### Stated problem
Count the lines in the material below that contain the string "wall", matching case exactly, and reply with only that number.

### Extracted information
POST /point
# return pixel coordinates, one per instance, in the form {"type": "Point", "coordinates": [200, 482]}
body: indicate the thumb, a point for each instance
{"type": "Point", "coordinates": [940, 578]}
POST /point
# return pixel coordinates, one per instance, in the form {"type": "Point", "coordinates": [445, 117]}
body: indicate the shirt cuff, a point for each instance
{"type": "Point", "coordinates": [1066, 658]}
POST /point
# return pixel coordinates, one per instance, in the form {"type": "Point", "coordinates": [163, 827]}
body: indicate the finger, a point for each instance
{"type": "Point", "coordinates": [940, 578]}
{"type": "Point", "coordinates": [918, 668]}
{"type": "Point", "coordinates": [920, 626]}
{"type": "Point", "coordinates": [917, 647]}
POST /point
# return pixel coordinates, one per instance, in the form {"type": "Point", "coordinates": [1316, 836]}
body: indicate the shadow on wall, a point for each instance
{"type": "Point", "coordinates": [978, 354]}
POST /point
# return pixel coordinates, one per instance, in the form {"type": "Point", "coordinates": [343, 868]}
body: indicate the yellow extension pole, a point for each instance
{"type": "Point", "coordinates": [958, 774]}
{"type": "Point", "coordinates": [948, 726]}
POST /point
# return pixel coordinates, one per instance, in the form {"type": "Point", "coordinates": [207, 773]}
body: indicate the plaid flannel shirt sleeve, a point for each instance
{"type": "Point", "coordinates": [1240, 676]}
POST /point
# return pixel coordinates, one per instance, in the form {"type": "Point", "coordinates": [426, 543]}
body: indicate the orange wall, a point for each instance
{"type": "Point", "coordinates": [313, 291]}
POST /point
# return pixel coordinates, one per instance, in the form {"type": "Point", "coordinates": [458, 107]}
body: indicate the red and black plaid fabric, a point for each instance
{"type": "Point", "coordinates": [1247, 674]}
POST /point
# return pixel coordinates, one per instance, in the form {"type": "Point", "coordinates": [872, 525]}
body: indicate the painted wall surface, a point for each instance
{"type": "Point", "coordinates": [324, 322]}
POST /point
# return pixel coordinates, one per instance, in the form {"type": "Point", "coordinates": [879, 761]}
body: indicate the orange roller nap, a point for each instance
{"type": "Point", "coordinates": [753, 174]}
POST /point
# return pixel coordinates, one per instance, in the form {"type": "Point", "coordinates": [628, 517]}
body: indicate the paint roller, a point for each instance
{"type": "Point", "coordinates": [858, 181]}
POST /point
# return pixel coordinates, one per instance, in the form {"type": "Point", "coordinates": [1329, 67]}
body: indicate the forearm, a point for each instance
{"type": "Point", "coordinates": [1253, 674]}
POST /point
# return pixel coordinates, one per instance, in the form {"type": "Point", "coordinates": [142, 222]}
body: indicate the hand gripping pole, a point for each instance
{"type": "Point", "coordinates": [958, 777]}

--

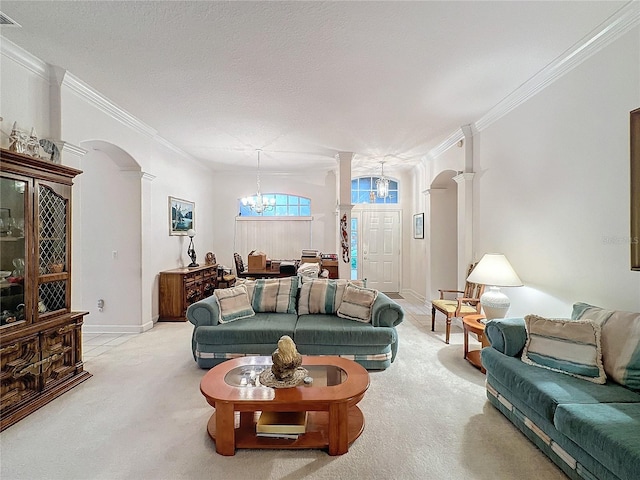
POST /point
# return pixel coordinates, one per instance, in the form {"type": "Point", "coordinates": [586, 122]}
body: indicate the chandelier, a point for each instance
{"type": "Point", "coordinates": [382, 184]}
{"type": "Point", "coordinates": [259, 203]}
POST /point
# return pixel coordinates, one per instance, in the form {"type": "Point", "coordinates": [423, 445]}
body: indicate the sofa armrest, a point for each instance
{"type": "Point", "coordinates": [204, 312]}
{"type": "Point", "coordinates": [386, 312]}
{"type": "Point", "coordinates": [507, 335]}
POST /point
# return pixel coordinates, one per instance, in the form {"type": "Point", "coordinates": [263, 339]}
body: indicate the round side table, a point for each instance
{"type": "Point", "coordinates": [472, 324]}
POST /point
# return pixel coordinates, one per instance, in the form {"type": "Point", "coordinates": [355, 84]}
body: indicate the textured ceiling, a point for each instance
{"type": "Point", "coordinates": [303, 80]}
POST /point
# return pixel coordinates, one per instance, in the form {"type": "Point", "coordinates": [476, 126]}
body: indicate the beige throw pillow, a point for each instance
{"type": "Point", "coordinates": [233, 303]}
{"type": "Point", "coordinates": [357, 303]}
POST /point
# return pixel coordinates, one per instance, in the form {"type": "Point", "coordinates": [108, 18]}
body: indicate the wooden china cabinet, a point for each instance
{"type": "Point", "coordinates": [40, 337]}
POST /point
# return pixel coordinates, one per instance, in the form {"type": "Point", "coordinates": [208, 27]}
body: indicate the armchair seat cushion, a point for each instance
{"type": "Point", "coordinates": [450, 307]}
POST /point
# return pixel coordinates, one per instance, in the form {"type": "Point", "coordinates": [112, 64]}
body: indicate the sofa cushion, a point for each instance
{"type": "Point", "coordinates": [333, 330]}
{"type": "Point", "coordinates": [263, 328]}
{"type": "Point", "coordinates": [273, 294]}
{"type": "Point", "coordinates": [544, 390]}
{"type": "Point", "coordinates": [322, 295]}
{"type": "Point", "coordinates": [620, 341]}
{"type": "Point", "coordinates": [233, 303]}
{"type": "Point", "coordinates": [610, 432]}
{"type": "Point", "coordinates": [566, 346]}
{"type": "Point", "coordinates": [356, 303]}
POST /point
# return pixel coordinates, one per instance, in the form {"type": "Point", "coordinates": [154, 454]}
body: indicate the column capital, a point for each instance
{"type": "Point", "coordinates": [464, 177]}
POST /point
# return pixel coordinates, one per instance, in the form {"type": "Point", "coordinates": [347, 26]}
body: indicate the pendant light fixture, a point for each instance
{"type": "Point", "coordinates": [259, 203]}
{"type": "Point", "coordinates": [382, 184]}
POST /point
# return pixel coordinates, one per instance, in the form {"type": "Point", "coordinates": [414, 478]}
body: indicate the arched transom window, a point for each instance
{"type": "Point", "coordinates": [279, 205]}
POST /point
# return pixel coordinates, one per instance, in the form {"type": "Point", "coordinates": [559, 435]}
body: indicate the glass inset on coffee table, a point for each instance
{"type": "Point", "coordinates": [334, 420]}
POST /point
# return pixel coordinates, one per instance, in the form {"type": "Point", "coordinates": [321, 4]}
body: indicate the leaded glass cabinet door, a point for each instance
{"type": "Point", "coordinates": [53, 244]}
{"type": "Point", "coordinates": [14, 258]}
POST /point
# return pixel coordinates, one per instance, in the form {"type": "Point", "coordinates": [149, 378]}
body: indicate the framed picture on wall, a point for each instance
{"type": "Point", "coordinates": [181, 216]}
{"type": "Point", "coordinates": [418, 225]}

### Solution
4